** begin Supplied entries **

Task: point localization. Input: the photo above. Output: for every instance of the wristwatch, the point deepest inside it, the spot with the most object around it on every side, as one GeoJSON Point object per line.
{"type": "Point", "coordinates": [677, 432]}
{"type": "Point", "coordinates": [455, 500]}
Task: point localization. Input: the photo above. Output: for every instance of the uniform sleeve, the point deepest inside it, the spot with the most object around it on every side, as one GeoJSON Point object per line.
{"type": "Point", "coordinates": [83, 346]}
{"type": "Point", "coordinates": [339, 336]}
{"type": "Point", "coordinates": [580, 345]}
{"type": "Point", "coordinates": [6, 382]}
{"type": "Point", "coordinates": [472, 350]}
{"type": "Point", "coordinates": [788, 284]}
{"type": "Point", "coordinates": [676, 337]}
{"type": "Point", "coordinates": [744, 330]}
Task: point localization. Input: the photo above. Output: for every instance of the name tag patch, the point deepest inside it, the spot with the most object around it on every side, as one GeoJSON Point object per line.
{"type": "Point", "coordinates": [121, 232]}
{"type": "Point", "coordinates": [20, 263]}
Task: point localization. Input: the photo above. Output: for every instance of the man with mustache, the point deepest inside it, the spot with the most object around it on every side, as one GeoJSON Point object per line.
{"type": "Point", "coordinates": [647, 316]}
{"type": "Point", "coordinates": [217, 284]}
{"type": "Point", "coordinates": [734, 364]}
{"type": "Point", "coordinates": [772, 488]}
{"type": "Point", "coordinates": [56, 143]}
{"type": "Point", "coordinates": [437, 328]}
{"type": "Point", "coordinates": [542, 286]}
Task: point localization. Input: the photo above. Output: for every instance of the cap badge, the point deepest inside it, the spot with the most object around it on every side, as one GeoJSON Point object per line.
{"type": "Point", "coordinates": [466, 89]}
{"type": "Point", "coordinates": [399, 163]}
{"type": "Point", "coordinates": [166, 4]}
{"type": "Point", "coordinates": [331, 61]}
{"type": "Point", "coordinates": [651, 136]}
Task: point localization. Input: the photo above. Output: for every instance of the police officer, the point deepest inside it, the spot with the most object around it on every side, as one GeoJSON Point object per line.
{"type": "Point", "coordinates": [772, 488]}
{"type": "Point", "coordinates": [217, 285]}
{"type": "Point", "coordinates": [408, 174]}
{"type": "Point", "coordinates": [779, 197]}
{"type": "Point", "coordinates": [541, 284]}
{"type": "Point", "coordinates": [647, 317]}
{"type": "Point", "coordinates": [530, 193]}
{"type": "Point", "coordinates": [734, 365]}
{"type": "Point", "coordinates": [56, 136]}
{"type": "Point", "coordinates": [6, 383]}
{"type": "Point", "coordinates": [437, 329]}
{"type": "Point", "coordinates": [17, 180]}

** end Supplied entries **

Directive
Find the line containing "of the police". Reproduce it exactly, along with every line after it through the last.

Correct answer
Task: point localization. Input: the photo above. Output: for every instance of the police officer, the point deepest inside it, the spot with the most object around it on every side, as one GeoJSON Point object per line.
{"type": "Point", "coordinates": [772, 488]}
{"type": "Point", "coordinates": [217, 285]}
{"type": "Point", "coordinates": [408, 174]}
{"type": "Point", "coordinates": [779, 197]}
{"type": "Point", "coordinates": [541, 284]}
{"type": "Point", "coordinates": [647, 317]}
{"type": "Point", "coordinates": [530, 193]}
{"type": "Point", "coordinates": [734, 365]}
{"type": "Point", "coordinates": [56, 136]}
{"type": "Point", "coordinates": [6, 383]}
{"type": "Point", "coordinates": [437, 329]}
{"type": "Point", "coordinates": [17, 180]}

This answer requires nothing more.